⟨
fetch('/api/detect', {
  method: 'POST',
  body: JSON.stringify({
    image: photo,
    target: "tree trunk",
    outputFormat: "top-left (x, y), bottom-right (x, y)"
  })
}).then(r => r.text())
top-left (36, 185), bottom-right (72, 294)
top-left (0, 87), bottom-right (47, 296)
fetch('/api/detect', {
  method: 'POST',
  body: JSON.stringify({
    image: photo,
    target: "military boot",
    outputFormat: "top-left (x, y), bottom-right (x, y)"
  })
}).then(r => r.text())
⟩
DIRECTIONS FOR THIS TASK → Update the material above by writing it out again with every "/api/detect" changed to "/api/locate" and nothing else altered.

SOLUTION TO THIS PROBLEM →
fetch('/api/locate', {
  method: 'POST',
  body: JSON.stringify({
    image: photo,
    target: "tree trunk",
    outputFormat: "top-left (x, y), bottom-right (x, y)"
  })
}).then(r => r.text())
top-left (36, 185), bottom-right (72, 294)
top-left (0, 87), bottom-right (47, 296)
fetch('/api/locate', {
  method: 'POST',
  body: JSON.stringify({
    image: photo,
    target: "military boot",
    outputFormat: "top-left (x, y), bottom-right (x, y)"
  })
}).then(r => r.text())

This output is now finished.